* [DATASET]:
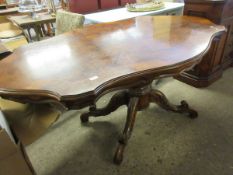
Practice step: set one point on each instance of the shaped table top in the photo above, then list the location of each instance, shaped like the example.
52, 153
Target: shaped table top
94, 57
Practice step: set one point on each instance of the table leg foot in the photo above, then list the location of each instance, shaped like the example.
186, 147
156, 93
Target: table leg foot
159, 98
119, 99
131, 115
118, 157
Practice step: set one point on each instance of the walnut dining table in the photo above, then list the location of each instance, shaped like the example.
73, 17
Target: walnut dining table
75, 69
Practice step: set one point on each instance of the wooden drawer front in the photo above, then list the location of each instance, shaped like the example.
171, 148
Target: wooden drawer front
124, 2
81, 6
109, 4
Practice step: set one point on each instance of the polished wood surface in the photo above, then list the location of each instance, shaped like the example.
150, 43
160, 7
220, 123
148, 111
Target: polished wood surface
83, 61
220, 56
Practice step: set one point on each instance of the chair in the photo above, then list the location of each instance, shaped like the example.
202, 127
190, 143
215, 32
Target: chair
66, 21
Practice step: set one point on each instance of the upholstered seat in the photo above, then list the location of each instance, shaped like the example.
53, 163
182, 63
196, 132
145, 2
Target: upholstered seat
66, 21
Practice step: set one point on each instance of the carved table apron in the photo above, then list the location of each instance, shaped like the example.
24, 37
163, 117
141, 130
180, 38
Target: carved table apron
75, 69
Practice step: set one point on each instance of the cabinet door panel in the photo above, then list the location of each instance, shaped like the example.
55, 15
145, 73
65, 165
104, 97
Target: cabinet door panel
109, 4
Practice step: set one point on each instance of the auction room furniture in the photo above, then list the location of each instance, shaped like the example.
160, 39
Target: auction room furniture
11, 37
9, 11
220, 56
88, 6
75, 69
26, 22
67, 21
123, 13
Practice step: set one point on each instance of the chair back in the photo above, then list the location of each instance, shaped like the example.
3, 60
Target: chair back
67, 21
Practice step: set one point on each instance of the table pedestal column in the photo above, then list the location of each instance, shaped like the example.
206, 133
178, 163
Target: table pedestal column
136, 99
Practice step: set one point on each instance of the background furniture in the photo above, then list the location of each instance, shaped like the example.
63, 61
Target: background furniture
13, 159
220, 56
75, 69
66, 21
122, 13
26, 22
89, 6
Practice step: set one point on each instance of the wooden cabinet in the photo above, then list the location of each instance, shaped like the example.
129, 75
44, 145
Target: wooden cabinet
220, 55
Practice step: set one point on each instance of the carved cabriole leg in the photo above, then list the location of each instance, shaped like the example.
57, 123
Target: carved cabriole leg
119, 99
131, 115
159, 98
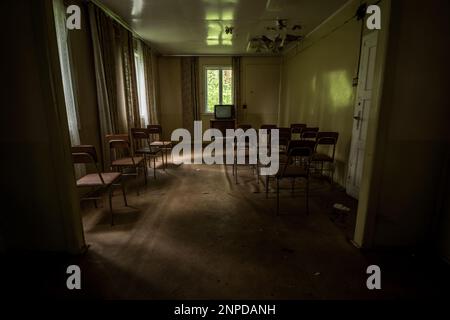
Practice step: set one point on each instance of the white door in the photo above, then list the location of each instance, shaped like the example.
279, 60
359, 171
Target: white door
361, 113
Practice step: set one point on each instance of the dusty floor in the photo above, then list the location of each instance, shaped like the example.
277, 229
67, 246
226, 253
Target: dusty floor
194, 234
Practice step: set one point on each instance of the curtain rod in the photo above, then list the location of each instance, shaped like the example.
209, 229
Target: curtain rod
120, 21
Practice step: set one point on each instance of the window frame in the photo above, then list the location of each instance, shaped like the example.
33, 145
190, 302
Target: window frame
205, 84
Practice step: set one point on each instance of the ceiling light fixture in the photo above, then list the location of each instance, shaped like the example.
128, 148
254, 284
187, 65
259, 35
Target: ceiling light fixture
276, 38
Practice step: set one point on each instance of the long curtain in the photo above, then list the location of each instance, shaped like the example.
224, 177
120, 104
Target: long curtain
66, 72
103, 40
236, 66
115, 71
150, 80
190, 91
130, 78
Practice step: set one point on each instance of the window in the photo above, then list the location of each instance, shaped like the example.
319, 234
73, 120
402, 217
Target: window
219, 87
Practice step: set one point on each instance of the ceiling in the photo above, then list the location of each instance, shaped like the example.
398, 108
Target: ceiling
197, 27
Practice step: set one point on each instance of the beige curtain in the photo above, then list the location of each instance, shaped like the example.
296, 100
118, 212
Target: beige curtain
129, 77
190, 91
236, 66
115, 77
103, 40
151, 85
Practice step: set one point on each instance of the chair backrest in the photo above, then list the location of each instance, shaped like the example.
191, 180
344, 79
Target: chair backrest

* [WORK TO DO]:
Output all the records, word for word, with no pictures in the copy.

* [RESULT FOR THIS EXERCISE]:
Practice step: set one point on each instance of the shaped table top in the photo above, then list the location of each instance, shaped like the example.
52, 153
Target: shaped table top
94, 57
Practice step: set one point on each instance of the table leg foot in the photo above, then list the location of each instance, shaped like the example.
186, 147
156, 93
Target: table leg foot
159, 98
119, 99
131, 115
118, 157
Practice step: set one point on each instance of the walnut dining table in the photo above, then list the location of each instance, shaped like the example.
73, 17
Target: walnut dining table
75, 69
Practice step: set one point on each instance of the wooden drawer front in the photo above, then list the location of each instance, shaped like the example.
171, 148
Target: wooden drawer front
124, 2
81, 6
109, 4
Practice step: set one point on each instance of the polished wood surface in the photo above, then list the location of each instance, shaped like the example.
150, 43
160, 7
220, 123
148, 111
Target: polished wood surface
83, 61
220, 56
Practice step: set one point on each instance of the chair in the photo above, then list the location of each instance, shaped like the example.
202, 127
190, 143
215, 32
Target: chair
66, 21
Practice step: set one point on each instance of the upholstered seat in the photo above, then list the location of each instance, shaped like the example.
53, 163
182, 63
196, 132
145, 2
Target: upholstered seat
66, 21
Practice step: set one point on each instance of the carved table apron in the photo above, then list the location of each instance, shaped like the example.
24, 37
163, 117
141, 130
180, 38
Target: carved table apron
75, 69
Practice step: set one point on each instance of the cabinet door panel in the photo above, then list the location of each instance, shaped like the example.
55, 15
145, 73
65, 165
104, 97
Target: cabinet door panel
109, 4
Practice step: set one point on each instance of the auction room furniture in the photo above, then list the location of each instance, shaped like the example.
160, 39
Target: auction room furniture
11, 37
9, 11
220, 56
88, 6
75, 69
26, 22
67, 21
123, 13
Practice step: set one point on each instance of the chair back in the photo above, then list the location of each instance, shaped like the example.
3, 60
Target: chair back
67, 21
Practice step: set one point on each instance of the table pedestal column in the photo above, then list the location of each instance, shaped like the example.
206, 133
178, 163
Target: table pedestal column
136, 99
Practice step: set one point on each instance of the background furniture in the photo above, then list the location of each instance, shaped like the example.
63, 61
Target: background furniture
13, 159
220, 56
75, 69
66, 21
122, 13
26, 22
89, 6
Practice step: set one point on each instance of the wooden cabinet in the photo above, then list the location of each instance, shaped like the example.
129, 75
44, 145
Target: wooden cabinet
220, 55
Practice step: set one point on each instance of the carved cabriole leg in the photo above, then list the location of each instance, shaped like the example.
57, 123
Target: carved cabriole leg
119, 99
131, 115
159, 98
Practice step: set one point on each instance of the white door in the photo above, then list the location of each instance, shaped like the example.
279, 60
359, 171
Target: white door
361, 113
Practice step: set one point on each instance of the dusty floor in the photo above, then list the location of each instance, shaped like the example.
277, 229
67, 246
226, 253
Target: dusty floor
194, 234
Practice step: set one point on each instance of the curtain rod in the photo above, then list the location of each instance, shaped like the example.
209, 229
Target: curtain rod
120, 21
Practice step: set one point on each instance of the window frame in the photo above, then list the location of each instance, shaped like the example.
33, 145
190, 302
Target: window frame
205, 84
Practice step: set one point on each instance of the ceiling light fixture in the photo above, then list the location of each instance, shaped like the example.
128, 148
254, 284
187, 65
259, 35
Target: ceiling light fixture
276, 38
Practice step: set one point on each instance of the long curtain in the photo above, then list the location of each instance, shaped like the example.
224, 177
120, 104
Target: long curtain
66, 72
103, 40
236, 66
115, 71
150, 80
190, 91
130, 78
Practice step: set one point on each instance of the window in the photo above, then list the location of each instance, shaped like the example.
319, 234
73, 120
402, 217
Target: window
219, 87
Practice step: set one point on each instance of the ceiling in the photo above, then list the location of each instance, shaped like the example.
398, 108
Target: ceiling
197, 27
Practice step: set one point on each instance of the beige curtain in the photo above, then list the location of each instance, shaped like the example.
296, 100
118, 212
Target: beige curtain
129, 77
190, 91
236, 66
115, 77
103, 40
151, 85
Practice step: set one point on each instance of the chair backrest in the photo above, then list the location of each instance, shaped like the example.
191, 180
344, 79
Target: chair backrest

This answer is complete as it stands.